◆ WORK INSTRUCTIONS
From the material below, pull out every line that contains the string "seagull". Copy each such line unchanged, in the order it appears.

◆ DATASET RECORDS

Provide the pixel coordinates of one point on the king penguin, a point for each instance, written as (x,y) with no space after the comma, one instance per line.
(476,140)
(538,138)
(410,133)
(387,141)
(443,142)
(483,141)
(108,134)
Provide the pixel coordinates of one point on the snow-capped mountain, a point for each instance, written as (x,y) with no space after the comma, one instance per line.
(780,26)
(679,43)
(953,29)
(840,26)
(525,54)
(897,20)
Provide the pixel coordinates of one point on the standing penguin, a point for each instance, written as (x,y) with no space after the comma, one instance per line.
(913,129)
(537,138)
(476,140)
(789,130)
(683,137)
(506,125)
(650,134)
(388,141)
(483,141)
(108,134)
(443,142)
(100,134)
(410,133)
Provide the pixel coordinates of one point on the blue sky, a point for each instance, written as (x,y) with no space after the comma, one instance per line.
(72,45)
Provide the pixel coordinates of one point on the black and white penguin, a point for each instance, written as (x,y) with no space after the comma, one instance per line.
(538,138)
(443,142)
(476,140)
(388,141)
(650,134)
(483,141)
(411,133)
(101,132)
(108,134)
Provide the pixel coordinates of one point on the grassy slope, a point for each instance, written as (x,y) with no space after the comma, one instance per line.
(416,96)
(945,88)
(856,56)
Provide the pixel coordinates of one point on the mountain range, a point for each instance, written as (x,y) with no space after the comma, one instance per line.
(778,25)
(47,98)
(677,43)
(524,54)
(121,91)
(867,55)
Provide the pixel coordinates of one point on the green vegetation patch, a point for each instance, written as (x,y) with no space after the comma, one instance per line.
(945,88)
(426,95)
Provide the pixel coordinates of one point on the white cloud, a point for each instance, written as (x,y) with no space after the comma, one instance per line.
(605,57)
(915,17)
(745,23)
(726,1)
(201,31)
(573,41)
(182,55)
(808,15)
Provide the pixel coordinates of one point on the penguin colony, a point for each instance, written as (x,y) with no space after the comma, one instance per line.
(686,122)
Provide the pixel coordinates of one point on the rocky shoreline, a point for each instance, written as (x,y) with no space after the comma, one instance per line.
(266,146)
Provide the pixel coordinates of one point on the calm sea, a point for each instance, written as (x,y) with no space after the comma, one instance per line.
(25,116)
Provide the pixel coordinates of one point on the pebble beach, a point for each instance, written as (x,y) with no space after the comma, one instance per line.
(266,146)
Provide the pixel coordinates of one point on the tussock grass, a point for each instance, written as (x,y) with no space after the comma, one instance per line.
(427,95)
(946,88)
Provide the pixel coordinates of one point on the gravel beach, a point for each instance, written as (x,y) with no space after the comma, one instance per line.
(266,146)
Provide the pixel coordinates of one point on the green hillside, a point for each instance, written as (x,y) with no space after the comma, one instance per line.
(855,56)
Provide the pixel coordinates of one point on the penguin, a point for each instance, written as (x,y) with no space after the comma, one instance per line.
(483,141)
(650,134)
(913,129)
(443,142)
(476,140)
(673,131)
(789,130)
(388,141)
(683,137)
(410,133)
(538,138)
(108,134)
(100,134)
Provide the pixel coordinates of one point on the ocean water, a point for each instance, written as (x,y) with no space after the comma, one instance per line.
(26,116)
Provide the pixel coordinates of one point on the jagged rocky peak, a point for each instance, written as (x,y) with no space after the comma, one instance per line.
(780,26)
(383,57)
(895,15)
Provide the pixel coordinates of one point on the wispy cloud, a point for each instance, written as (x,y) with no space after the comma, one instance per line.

...

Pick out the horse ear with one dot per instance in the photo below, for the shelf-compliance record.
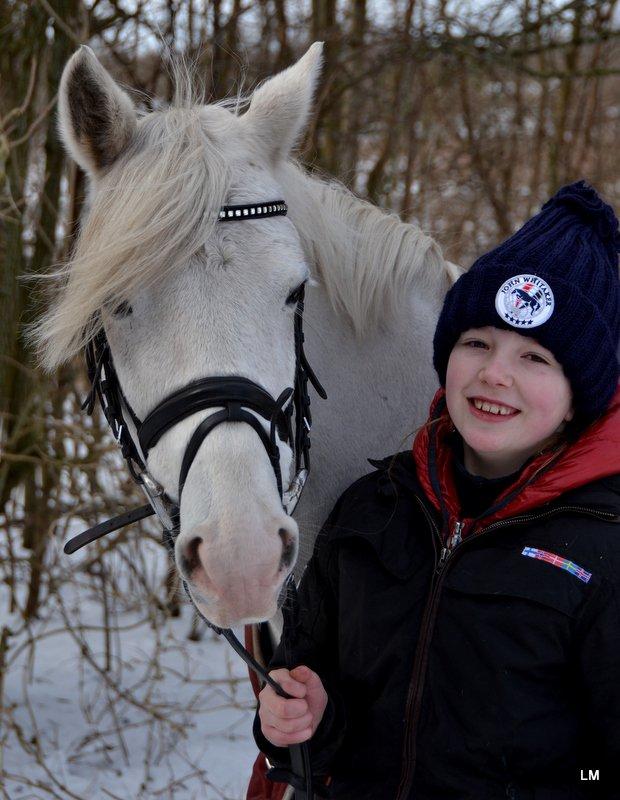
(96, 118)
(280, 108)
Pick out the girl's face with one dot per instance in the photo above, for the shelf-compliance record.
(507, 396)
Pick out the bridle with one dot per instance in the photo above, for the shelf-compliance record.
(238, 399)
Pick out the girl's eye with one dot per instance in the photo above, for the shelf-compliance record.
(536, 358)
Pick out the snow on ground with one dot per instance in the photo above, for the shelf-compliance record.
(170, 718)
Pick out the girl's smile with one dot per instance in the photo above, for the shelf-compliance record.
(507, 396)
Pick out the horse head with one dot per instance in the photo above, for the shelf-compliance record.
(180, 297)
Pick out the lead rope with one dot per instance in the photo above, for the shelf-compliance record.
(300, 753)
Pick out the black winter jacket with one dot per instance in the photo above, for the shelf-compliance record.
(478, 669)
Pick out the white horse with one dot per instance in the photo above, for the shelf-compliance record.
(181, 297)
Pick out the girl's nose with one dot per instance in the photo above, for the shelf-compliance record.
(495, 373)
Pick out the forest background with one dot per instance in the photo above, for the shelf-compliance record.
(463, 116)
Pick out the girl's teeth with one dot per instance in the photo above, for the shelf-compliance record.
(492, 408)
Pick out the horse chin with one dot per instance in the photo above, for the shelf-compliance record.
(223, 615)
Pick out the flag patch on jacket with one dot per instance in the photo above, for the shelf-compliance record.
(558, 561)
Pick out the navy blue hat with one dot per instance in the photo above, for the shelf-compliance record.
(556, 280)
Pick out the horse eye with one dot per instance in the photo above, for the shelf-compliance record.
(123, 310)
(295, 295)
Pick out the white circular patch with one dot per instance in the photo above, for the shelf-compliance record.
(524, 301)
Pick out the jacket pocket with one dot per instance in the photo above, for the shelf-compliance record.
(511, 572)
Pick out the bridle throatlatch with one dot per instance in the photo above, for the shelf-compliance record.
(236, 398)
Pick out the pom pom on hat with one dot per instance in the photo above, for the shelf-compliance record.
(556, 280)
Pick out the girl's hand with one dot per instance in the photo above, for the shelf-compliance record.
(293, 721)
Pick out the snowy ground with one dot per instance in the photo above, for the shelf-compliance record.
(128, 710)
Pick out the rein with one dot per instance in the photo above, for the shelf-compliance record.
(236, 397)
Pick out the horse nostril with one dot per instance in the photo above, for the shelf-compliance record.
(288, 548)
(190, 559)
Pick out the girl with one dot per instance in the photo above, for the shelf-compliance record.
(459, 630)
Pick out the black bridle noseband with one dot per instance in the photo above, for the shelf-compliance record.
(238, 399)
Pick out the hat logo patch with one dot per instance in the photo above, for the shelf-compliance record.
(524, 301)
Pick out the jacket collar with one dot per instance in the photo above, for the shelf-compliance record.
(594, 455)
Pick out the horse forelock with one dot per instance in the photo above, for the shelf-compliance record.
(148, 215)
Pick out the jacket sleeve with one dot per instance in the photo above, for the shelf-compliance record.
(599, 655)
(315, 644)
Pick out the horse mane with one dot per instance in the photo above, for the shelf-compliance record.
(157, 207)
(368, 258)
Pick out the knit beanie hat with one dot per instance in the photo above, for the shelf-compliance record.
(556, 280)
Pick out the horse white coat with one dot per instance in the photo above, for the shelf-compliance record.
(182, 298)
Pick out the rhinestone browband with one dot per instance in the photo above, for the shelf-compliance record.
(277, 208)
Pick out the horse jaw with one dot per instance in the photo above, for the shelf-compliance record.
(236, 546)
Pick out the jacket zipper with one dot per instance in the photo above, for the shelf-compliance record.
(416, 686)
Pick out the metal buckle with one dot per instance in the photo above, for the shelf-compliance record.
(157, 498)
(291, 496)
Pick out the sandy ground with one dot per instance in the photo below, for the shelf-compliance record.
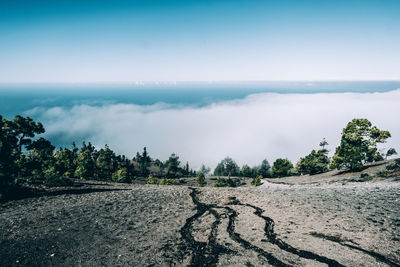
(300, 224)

---

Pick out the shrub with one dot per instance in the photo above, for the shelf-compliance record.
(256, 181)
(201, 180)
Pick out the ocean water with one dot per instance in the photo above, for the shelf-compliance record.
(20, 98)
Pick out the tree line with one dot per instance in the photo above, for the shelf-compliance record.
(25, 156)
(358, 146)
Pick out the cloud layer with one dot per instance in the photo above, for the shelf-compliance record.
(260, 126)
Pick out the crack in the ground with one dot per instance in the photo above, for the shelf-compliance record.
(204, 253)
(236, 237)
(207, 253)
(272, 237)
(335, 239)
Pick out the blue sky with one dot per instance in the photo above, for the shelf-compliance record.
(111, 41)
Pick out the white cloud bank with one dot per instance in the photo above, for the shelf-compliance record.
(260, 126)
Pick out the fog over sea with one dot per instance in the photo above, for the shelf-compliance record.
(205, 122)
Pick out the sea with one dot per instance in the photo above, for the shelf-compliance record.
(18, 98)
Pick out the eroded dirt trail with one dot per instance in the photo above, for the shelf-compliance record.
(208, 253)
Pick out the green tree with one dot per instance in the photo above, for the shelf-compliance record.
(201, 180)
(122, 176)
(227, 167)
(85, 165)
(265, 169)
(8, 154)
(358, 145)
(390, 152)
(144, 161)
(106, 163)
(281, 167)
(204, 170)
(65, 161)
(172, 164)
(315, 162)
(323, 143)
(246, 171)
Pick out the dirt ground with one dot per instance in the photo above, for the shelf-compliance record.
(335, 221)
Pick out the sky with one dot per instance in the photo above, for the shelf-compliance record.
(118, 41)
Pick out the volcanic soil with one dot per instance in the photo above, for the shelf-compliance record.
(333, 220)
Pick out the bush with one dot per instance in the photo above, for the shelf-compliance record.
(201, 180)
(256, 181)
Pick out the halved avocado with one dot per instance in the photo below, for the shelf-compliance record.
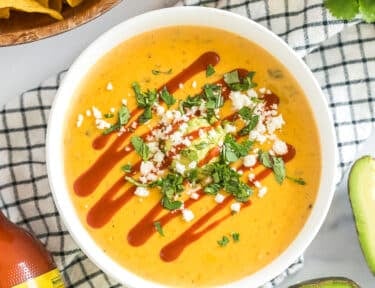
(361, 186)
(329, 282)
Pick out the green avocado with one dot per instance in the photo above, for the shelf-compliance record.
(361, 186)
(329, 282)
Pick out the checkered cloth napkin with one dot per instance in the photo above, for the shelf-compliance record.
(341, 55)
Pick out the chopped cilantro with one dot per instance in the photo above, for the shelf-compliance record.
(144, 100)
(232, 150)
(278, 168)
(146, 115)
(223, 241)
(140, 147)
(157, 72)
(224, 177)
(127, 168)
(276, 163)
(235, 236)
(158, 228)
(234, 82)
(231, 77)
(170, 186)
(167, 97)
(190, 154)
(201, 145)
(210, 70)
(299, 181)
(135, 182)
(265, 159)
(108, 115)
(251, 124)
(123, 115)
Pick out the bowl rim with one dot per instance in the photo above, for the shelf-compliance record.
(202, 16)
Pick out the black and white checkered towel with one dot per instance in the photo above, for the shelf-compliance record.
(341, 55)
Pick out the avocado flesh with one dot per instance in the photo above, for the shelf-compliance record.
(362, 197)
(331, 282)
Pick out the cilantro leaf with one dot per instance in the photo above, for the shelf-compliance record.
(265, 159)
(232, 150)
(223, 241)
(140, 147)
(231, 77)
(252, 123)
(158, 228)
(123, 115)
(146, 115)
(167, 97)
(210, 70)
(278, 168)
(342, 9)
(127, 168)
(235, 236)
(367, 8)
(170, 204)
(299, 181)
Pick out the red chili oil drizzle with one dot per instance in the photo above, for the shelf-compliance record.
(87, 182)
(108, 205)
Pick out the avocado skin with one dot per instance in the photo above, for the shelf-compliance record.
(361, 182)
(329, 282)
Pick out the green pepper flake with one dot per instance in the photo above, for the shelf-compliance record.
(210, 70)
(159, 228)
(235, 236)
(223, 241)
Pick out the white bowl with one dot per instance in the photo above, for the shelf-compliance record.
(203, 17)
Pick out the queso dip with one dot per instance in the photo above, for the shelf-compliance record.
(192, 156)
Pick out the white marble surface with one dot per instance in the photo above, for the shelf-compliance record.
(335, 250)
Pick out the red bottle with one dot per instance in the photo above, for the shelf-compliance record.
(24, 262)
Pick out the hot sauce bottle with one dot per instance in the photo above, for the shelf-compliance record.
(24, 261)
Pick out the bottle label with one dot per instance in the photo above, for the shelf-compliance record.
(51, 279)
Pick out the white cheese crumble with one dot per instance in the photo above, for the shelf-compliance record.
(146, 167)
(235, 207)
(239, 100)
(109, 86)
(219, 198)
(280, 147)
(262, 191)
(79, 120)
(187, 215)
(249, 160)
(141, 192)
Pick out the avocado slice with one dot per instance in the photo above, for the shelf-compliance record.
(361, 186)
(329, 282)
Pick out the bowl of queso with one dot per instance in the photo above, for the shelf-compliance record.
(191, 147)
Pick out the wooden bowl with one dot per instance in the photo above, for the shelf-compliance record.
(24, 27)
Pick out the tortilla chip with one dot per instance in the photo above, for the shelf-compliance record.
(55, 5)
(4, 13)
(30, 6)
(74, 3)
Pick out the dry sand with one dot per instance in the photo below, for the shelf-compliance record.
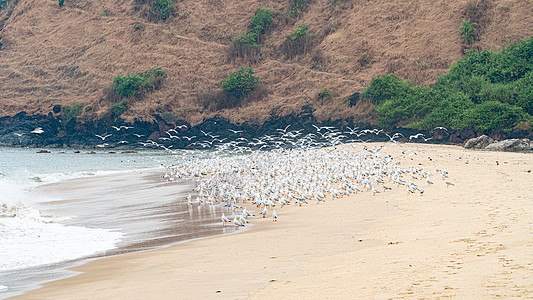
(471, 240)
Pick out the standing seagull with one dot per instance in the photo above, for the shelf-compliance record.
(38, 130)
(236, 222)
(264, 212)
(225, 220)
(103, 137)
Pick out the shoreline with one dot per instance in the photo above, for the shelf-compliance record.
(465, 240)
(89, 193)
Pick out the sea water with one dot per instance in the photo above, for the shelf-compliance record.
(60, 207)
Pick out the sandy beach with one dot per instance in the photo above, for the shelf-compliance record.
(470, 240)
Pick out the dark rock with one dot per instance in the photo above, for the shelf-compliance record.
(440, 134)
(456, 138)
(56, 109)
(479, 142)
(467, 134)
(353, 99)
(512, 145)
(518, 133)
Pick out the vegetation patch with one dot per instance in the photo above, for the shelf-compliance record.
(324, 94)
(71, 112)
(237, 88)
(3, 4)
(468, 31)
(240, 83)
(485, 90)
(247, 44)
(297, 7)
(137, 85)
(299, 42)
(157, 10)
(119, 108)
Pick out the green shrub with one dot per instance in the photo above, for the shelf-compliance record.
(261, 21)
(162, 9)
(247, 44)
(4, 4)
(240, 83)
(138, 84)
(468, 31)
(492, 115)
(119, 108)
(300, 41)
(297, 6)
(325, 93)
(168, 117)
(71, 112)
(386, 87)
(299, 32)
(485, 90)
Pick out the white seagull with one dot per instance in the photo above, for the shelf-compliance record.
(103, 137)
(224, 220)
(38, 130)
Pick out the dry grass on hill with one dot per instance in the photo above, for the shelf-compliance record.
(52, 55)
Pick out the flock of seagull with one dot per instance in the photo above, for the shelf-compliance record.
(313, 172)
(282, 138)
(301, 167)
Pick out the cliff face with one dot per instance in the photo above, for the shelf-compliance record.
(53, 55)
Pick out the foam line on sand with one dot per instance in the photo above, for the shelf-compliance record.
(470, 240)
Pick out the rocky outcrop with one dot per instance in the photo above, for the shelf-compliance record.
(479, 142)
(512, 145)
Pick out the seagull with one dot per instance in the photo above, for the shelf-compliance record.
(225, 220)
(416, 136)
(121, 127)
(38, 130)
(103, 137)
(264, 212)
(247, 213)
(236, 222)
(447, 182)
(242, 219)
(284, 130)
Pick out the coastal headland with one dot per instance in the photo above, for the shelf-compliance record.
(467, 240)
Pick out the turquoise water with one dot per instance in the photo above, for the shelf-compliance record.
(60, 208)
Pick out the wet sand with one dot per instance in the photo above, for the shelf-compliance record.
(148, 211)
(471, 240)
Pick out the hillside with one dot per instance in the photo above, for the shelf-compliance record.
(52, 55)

◆ OUTPUT FOR THIS TASK
Pick out the standing seagull with one dot per instance in the photo above, for the shelf-compliance record.
Pick out the white seagull with one dot per instance in the photo above, for the shelf-compliance record.
Pick out the flock of seagull with one dot per instance in the photo above, for the shelf-compliance record.
Pick out the seagull with one dot per instance in the photo above, for the shelf-compliance record.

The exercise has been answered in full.